## To be done:
• a. In the article about Prince and Broadway, what color jumpsuit was Prince wearing when he came to see Rent?
• b. Reproduce the article about Prince and Broadway from "When Prince died" to "and Jennifer Hudson.", substituting "remarkable" for "extraordinary".

Prince Used to Go Crazy for Broadway — and Broadway Stars

Prince Performs At The Conga Room L.A. Live
Prince attending the performance of M. Butterfly on September 21, 1988, at the Eugene O’Neill Theater in New York City. Photo: Kevin Winter/Getty Images

When Prince died last week, two of the most extraordinary shows on Broadway immediately paid tribute: Hamilton with an onstage “Let’s Go Crazy” dance party and The Color Purple with a spectacular gospel rendition of “Purple Rain” led by stars Cynthia Erivo and Jennifer Hudson.

No doubt Prince himself would have enjoyed both: He was a longtime supporter of Broadway, especially of shows that broke the traditional theater mold. Back in the mid-’90s, he was an early Rent fan. “I remember him coming to Rent — you couldn’t miss him,” says Jesse L. Martin, the show’s original Collins. “He was wearing a hot-pink jumpsuit!” Prince waited backstage after the show to meet the cast, “and we all approached him like royalty. I think I almost bowed,” Martin says. “He was really tiny and absolutely beautiful. It was like meeting Bambi.” Daphne Rubin-Vega, Rent’s original Mimi, remembers being invited to a Prince album-release party in the Village where the diverse crowd included both Spike Lee and Marilyn Manson. “He was very generous with his parties,” Rubin-Vega recalls. “I remember he wore red, and when I said hello, he reached out his hand, and I went to kiss him on the cheek, and this massive bodyguard blocked me. Prince was like, ‘Hey, it’s okay.’ And he spoke very softly.”

Prince had seen In the Heights and Spider-Man: Turn Off the Dark (in the latter, according to a source close to the show, he was particularly taken with lead Reeve Carney’s voice). And just a few days before his death, Prince invited both the Color Purple and Hamilton casts to a party in the Meatpacking District which turned into an impromptu concert. Prince hadn’t seen Hamilton yet — he’d go the following night, without staying after for the traditional selfie with Lin-Manuel Miranda — but still arranged for the cast to get emails with the party invite.

“We were all freaking out backstage — I lost my shit,” says Jasmine Cephas-Jones (Hamilton’s Peggy and Maria Reynolds). At the party, “we all kind of let go. We’re doing eight shows a week — a lot of us don’t go out that much. But I was like, standing on a couch with Renee [Elise Goldsberry] and Ari[ana DeBose], just dancing and living.” Prince played a special set including “When Doves Cry,” “Nasty Girl,” and “The Most Beautiful Girl in the World.” Then former Pussycat Doll Nicole Scherzinger, a friend of several Hamilton castmembers, took Cephas-Jones aside. “She was like, ‘There’s someone I want you to meet,’ and it was Prince,” Cephas-Jones says. “He seemed so grounded and so happy where he was at. He was wearing an orange suit, and his Afro was out.”

## Material shown:
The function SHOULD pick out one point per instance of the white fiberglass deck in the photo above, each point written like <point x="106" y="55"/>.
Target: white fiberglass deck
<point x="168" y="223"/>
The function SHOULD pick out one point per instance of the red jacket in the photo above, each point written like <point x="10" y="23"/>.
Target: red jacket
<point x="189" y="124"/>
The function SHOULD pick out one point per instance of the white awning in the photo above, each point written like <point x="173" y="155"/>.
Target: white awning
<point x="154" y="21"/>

--

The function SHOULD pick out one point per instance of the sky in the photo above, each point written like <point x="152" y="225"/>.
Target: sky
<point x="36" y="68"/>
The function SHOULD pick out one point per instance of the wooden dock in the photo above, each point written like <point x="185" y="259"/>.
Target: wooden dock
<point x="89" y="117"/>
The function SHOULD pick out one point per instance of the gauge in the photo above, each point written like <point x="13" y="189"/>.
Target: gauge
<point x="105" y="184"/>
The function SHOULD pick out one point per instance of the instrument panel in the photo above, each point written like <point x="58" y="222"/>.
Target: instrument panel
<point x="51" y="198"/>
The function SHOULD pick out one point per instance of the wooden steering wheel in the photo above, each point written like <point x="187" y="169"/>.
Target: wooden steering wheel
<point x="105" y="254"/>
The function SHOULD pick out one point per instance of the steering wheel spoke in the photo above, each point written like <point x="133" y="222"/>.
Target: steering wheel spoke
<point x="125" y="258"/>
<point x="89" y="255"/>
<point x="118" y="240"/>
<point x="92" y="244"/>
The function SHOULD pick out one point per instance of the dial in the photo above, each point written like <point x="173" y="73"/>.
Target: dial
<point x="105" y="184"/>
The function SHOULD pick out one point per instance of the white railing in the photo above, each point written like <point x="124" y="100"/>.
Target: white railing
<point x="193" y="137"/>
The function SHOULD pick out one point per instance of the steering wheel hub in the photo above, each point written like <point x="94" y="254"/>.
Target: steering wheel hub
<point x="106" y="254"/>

---

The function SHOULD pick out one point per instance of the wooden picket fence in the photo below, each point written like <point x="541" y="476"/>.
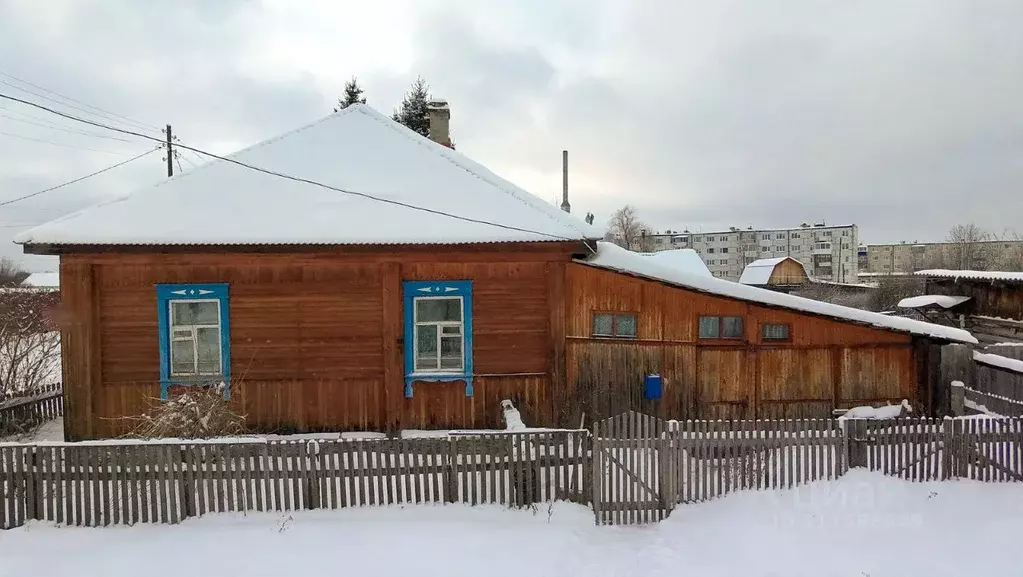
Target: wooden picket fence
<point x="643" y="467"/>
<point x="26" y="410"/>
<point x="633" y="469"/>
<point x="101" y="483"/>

## Outputs by task:
• a. Hot pink.

• b.
When Prince died last week, two of the most remarkable shows on Broadway immediately paid tribute: Hamilton with an onstage “Let’s Go Crazy” dance party and The Color Purple with a spectacular gospel rendition of “Purple Rain” led by stars Cynthia Erivo and Jennifer Hudson.